— Set problem —
In the code review post, change "Patch Set" to "Revision" and write out the passage from "Change subject: IMPALA-8803: Coordinator" up to and including "(14 comments)".

— Quoted text —

Sahil Takiar has posted comments on this change. ( 
http://gerrit.cloudera.org:8080/14104 )

Change subject: IMPALA-8803: Coordinator should release admitted memory 
per-backend
......................................................................


Patch Set 2:

(14 comments)

Address Tim's and Michael's comments, still working through Bikram's.

Some other notable changes:

I originally thought all core tests passed, but turns out some are consistently 
failing. I fixed test_auto_scaling.py and test_executor_groups.py in this 
update, but am investigating a few more. The reason these tests started failing 
is that they assume a max number of queries can be run within an executor group 
and enforce this by setting -max_concurrent_queries. The issue is that they 
only set -max_concurrent_queries for executors, and set a much higher value for 
coordinators. That causes problems with this patch because backends might be 
released independently (e.g. executor backends might be released first, and 
then coordinator fragments). This breaks the assertions in 
https://github.com/apache/impala/blob/master/tests/custom_cluster/test_auto_scaling.py#L173).

I added some more state validation into the AdmissionController. Essentially, I 
wanted to add a DCHECK to ensure ReleaseQueryBackends is called for all 
Backends before ReleaseQuery is called. This requires some extra internal 
book-keeping.

http://gerrit.cloudera.org:8080/#/c/14104/1//COMMIT_MSG
Commit Message:

http://gerrit.cloudera.org:8080/#/c/14104/1//COMMIT_MSG@24
PS1, Line 24: * Resources are released at most once every 1 second, this 
prevents
> at most once
Done


http://gerrit.cloudera.org:8080/#/c/14104/1/be/src/runtime/coordinator-backend-state.h
File be/src/runtime/coordinator-backend-state.h:

http://gerrit.cloudera.org:8080/#/c/14104/1/be/src/runtime/coordinator-backend-state.h@481
PS1, Line 481: nother value, such as 10, wo
> Please add _MS suffix
Done


http://gerrit.cloudera.org:8080/#/c/14104/1/be/src/runtime/coordinator-backend-state.h@505
PS1, Line 505: 
> nits: double-negative may not be very comprehensible.

— Supplied entries —
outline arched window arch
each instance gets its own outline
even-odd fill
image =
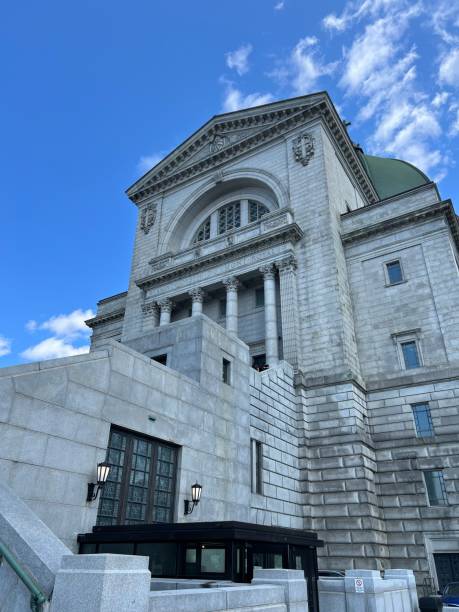
[[[204,240],[209,240],[210,238],[210,217],[207,217],[205,221],[201,223],[198,227],[194,237],[193,244],[197,242],[204,242]]]
[[[256,200],[249,200],[249,223],[258,221],[267,213],[269,213],[269,208],[267,206]]]

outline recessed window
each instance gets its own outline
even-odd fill
[[[428,402],[413,404],[411,409],[418,438],[432,438],[434,429]]]
[[[387,281],[389,285],[397,285],[403,279],[402,265],[399,259],[386,263]]]
[[[265,290],[263,287],[260,289],[255,289],[255,307],[261,308],[265,305]]]
[[[443,470],[429,470],[423,472],[426,483],[427,497],[431,506],[447,506],[448,496],[446,495],[445,480]]]
[[[263,495],[263,445],[259,440],[250,440],[252,493]]]
[[[172,522],[177,448],[113,428],[106,460],[98,525]]]
[[[164,353],[163,355],[155,355],[154,357],[152,357],[152,360],[157,361],[162,365],[167,365],[167,353]]]
[[[241,203],[231,202],[218,209],[218,233],[224,234],[241,225]]]
[[[222,380],[227,385],[231,384],[231,361],[223,357]]]
[[[254,355],[252,357],[252,368],[257,370],[257,372],[262,372],[266,370],[266,354],[263,353],[261,355]]]
[[[412,370],[414,368],[421,367],[421,359],[419,356],[418,343],[416,340],[408,340],[407,342],[401,342],[400,348],[402,351],[403,362],[406,370]]]

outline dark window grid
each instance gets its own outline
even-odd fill
[[[418,345],[415,340],[409,340],[407,342],[401,342],[400,347],[402,349],[403,361],[405,368],[411,370],[413,368],[419,368],[421,360],[419,357]]]
[[[413,404],[411,408],[413,410],[416,434],[420,438],[432,438],[434,435],[434,428],[429,404]]]
[[[431,506],[447,506],[445,479],[442,470],[428,470],[424,472],[427,497]]]
[[[403,281],[402,264],[399,259],[386,263],[386,270],[389,285],[396,285]]]
[[[121,455],[113,454],[113,451],[119,452],[117,449],[110,448],[112,439],[114,439],[115,443],[119,445],[120,435],[125,438],[123,445],[125,446],[126,450],[123,451],[122,457]],[[138,441],[138,443],[136,446],[134,446],[136,441]],[[147,457],[145,454],[145,451],[148,451],[148,449],[151,452],[149,457]],[[158,459],[159,453],[161,459]],[[114,470],[110,469],[107,485],[110,485],[110,480],[112,478],[116,478],[114,483],[116,485],[116,489],[110,490],[110,486],[108,486],[110,498],[105,494],[107,485],[105,485],[104,489],[102,490],[97,524],[136,524],[148,522],[150,517],[152,517],[153,521],[161,520],[161,522],[169,522],[172,517],[173,502],[175,498],[177,449],[162,446],[161,444],[145,440],[128,432],[121,433],[114,430],[110,435],[107,457],[109,462],[110,457],[113,457],[115,460],[122,458],[123,461],[119,461],[118,465],[114,465]],[[162,461],[163,457],[165,459],[170,459],[169,463],[172,464],[172,468],[169,468],[168,471],[171,476],[167,478],[167,482],[166,480],[161,480],[158,488],[155,478],[156,472],[159,472],[159,463]],[[151,466],[153,466],[154,469],[151,469]],[[112,471],[114,474],[113,477]],[[134,476],[132,476],[133,473]],[[128,474],[129,478],[127,478]],[[135,482],[137,478],[138,482]],[[161,478],[163,479],[165,477],[161,476]],[[145,481],[147,481],[147,486],[145,486]],[[139,482],[142,482],[141,486],[137,486]],[[155,511],[155,497],[157,490],[162,490],[162,487],[164,486],[167,487],[167,490],[170,493],[169,500],[171,502],[171,507],[167,509],[167,512],[166,509],[164,509],[162,516],[165,516],[165,518],[161,519],[156,518],[157,512]],[[145,493],[143,491],[145,491]],[[151,493],[149,494],[149,492]],[[143,516],[145,518],[142,519],[139,518],[139,516]]]

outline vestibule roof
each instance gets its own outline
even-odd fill
[[[378,195],[327,92],[313,93],[232,113],[215,115],[136,181],[128,197],[136,204],[215,168],[295,127],[319,118],[353,171],[369,203]]]

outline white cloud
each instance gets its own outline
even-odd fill
[[[438,71],[440,83],[459,87],[459,47],[451,49],[443,56]]]
[[[28,321],[26,323],[28,331],[32,333],[38,330],[47,331],[51,332],[52,336],[26,348],[21,353],[21,357],[30,361],[39,361],[87,353],[89,351],[87,339],[91,331],[85,325],[85,320],[93,316],[91,309],[78,308],[69,314],[50,317],[43,323],[33,319]]]
[[[231,81],[221,79],[221,82],[226,85],[222,106],[222,112],[224,113],[230,113],[241,108],[261,106],[262,104],[268,104],[273,101],[273,96],[270,93],[261,94],[256,92],[244,95]]]
[[[226,65],[236,70],[239,76],[249,71],[249,55],[252,53],[252,45],[241,45],[236,51],[226,54]]]
[[[301,38],[287,60],[280,62],[269,76],[288,86],[295,95],[314,91],[318,79],[332,74],[337,66],[336,62],[325,63],[319,56],[318,42],[315,36]]]
[[[0,336],[0,357],[9,355],[11,353],[11,340]]]
[[[159,162],[163,159],[163,153],[152,153],[152,155],[142,155],[142,157],[137,162],[137,171],[145,174],[149,170],[159,164]]]
[[[21,357],[29,361],[42,361],[45,359],[57,359],[59,357],[70,357],[81,355],[89,351],[89,345],[73,346],[63,338],[46,338],[35,346],[30,346],[21,353]]]

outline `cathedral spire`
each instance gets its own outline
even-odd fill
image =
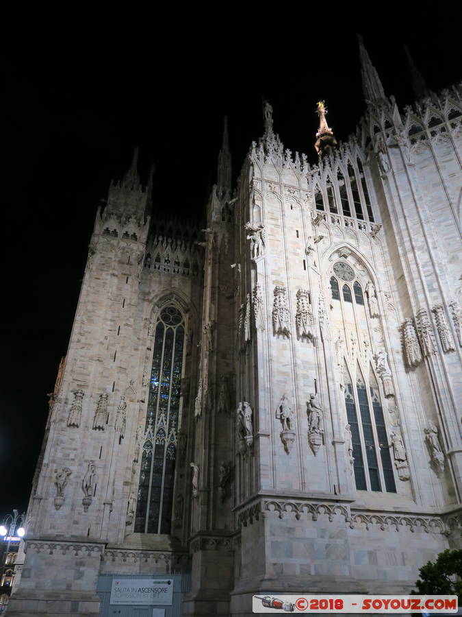
[[[223,137],[221,149],[218,154],[218,171],[216,191],[218,197],[229,198],[231,189],[231,157],[229,152],[229,138],[228,136],[228,119],[224,117],[223,121]]]
[[[334,137],[332,129],[327,125],[326,121],[327,110],[324,101],[320,101],[318,103],[316,113],[319,116],[319,128],[316,133],[317,138],[314,147],[320,156],[324,156],[326,154],[331,154],[337,145],[337,140]]]
[[[367,102],[374,103],[381,99],[385,99],[382,82],[378,73],[372,65],[369,54],[365,51],[363,43],[363,37],[357,35],[359,45],[359,60],[361,62],[361,78],[363,82],[363,93]]]
[[[409,65],[409,72],[411,73],[411,83],[414,94],[418,99],[424,99],[430,95],[430,91],[427,88],[424,77],[415,66],[413,58],[409,53],[407,45],[405,45],[405,51],[407,58],[407,62]]]

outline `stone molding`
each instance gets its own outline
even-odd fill
[[[279,518],[285,514],[295,513],[299,520],[303,514],[311,515],[316,521],[320,515],[326,514],[330,522],[335,515],[343,516],[346,524],[355,529],[361,524],[369,530],[371,525],[379,525],[382,531],[393,529],[399,531],[401,529],[414,531],[421,528],[426,533],[437,533],[448,535],[462,525],[462,514],[426,515],[409,512],[397,514],[391,512],[374,512],[352,508],[349,504],[338,503],[320,503],[303,499],[277,499],[261,498],[242,509],[238,514],[238,526],[252,524],[254,519],[259,520],[260,516],[267,513],[277,513]]]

— Complete response —
Change subject: IMPALA-8803: Coordinator should release admitted memory 
per-backend
......................................................................


Revision 2:

(14 comments)